# Materiale fornito

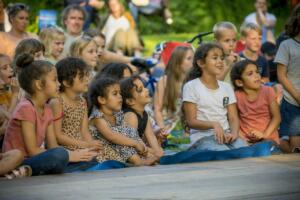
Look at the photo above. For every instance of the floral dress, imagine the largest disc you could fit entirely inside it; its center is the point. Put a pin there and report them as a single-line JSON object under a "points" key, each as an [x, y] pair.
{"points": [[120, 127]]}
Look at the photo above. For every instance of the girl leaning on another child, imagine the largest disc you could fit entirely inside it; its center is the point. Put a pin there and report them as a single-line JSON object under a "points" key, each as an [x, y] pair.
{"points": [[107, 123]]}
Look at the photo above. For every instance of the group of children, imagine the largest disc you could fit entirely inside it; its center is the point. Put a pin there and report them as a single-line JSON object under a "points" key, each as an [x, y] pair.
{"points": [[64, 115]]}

* * *

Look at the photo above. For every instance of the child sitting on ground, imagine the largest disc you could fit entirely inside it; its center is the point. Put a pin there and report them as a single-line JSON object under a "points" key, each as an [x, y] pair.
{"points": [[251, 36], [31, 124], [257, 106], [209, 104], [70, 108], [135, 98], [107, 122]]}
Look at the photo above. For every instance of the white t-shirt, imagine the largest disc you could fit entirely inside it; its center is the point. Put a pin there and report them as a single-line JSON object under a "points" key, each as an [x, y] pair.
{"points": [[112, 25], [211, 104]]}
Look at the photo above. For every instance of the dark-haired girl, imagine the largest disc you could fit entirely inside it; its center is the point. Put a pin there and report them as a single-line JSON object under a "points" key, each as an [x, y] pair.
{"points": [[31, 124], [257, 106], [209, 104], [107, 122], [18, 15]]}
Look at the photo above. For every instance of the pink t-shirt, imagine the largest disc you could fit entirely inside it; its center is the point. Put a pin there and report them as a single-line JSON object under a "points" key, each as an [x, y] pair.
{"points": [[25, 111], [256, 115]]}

# Compito assegnato
Raccogli dal materiale qui sopra tutte le righe in cui compare la parola "shirt" e trascrivile senza modifiche.

# Risultato finale
Look at the photo above. For every instance of the white t-shirt, imagine the largest disc you could fit entirely inside it; its center is the point. Put a pin there and report them as a single-line JSON object under a "points" key, each as an [x, y] pair.
Look at the photo above. For every instance of the pink t-shirt, imagine the largest disc you could fit entirely inside it; its center is the point. Put a pin there and report them as a single-line JSON object under a "points" key, each as an [x, y] pair.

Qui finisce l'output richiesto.